__Document segment__
* * * * * * *

Is AI Making Us Sound More Male?
I wrote a blog recently and a colleague kindly ran it through CoPilot for suggestions on how to increase its impact.
I was not keen on the changes. The revised version was clearer in some ways, but it had also lost something important: my voice. The humanity had been stripped out. The blog sounded more polished, but less like me. One of the suggestions was particularly interesting.
Remove “I’ve noticed” and replace it with clearer, more confident statements. I found that fascinating.
Because there was no lack of confidence in the original. In fact, I would argue that saying “I’ve noticed” is often a confident thing to do. It tells the reader that the point comes from observation, experience and professional judgement. That is part of the work. Clients do not only pay me for neat statements. They pay me for insight. For noticing patterns. For making sense of what is happening in teams, organisations and leadership conversations.
Later that same day, I happened to be speaking to a friend who was reading a book about the ways women are often said to “water down” their language at work.
You know the sort of thing.
“I think…”
“I’ve noticed…”
“I wonder if…”
“Could we consider…?”
These phrases are often framed as lacking authority. But I am not convinced that is always true. Sometimes this language is not weak at all. Sometimes it is relational, thoughtful and precise. Sometimes it leaves room for context. Sometimes it invites conversation rather than shutting it down.

* * * * * * *

__Exercise 1__
Translate this sentence from the blog post about AI edits into Spanish: "These phrases are often framed as lacking authority."
__Exercise 2__
Return the part of the blog post about AI edits that starts at "Later that same" and ends at "shutting it down.".

[Data for grounding objects in natural language]

* * * * * * *

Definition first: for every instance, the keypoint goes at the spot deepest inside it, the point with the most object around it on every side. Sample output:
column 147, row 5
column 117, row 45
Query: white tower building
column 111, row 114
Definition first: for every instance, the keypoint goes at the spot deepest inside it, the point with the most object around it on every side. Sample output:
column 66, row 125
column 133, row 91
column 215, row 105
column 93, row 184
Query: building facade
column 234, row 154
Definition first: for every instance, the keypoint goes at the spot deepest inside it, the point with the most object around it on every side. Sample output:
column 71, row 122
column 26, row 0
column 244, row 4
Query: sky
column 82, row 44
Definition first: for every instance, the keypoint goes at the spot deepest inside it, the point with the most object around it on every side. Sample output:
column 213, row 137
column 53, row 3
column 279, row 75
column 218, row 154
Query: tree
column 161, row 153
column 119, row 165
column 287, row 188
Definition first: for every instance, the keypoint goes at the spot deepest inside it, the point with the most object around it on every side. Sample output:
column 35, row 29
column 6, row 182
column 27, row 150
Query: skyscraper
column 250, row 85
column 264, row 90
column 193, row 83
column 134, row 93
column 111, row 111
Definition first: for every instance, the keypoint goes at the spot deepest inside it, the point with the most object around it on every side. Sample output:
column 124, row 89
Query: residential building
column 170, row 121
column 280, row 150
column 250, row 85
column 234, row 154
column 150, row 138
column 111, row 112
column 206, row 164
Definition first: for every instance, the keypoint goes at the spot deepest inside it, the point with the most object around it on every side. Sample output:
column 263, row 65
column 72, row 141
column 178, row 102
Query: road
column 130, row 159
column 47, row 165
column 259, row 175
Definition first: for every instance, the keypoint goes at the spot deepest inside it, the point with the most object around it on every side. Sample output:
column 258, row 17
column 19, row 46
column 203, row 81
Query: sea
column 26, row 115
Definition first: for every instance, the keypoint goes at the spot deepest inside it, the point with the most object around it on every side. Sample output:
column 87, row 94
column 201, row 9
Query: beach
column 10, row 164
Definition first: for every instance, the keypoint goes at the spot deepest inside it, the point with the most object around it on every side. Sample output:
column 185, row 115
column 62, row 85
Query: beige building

* * * * * * *

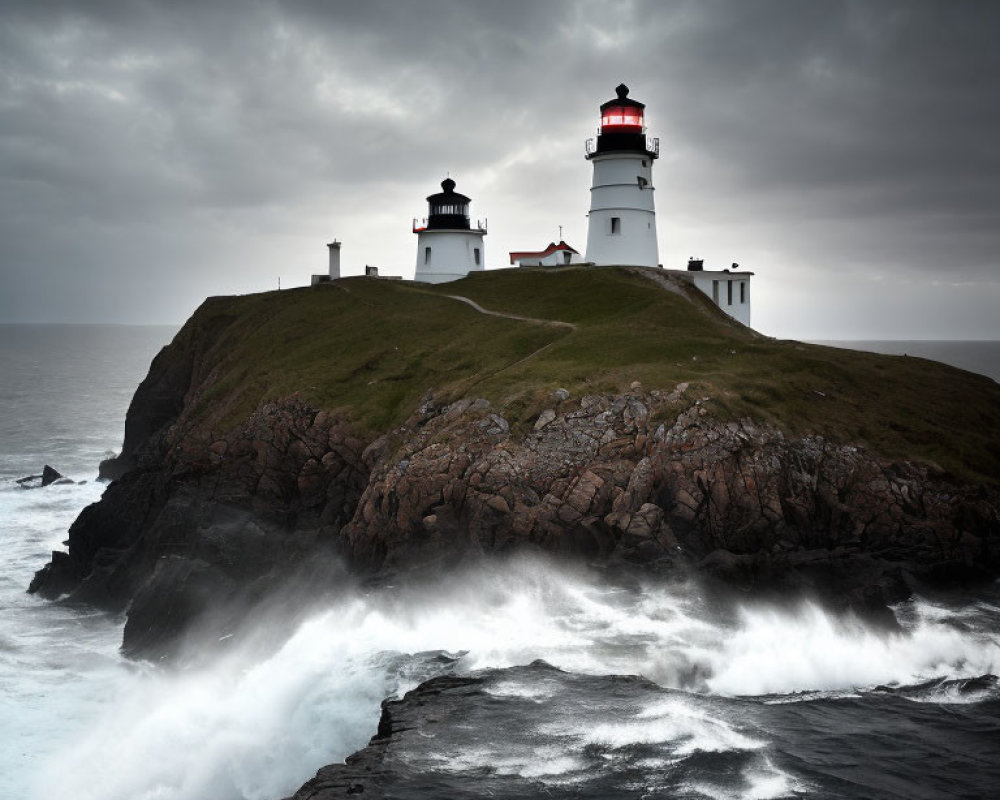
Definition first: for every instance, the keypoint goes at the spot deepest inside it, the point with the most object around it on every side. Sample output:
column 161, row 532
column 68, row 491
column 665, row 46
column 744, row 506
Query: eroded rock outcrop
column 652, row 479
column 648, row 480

* * * * * * *

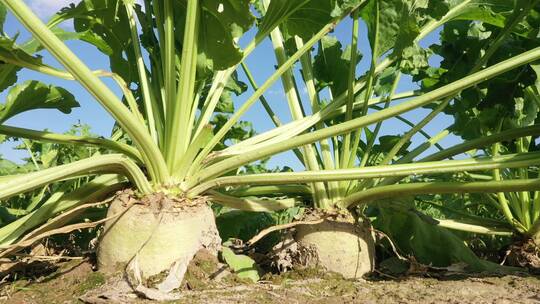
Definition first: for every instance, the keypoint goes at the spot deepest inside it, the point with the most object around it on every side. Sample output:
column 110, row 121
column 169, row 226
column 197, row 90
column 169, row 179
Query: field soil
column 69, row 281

* * * * * * *

__Exercise answer 1__
Estas frases a menudo se presentan como carentes de autoridad.

__Exercise answer 2__
Later that same day, I happened to be speaking to a friend who was reading a book about the ways women are often said to “water down” their language at work.
You know the sort of thing.
“I think…”
“I’ve noticed…”
“I wonder if…”
“Could we consider…?”
These phrases are often framed as lacking authority. But I am not convinced that is always true. Sometimes this language is not weak at all. Sometimes it is relational, thoughtful and precise. Sometimes it leaves room for context. Sometimes it invites conversation rather than shutting it down.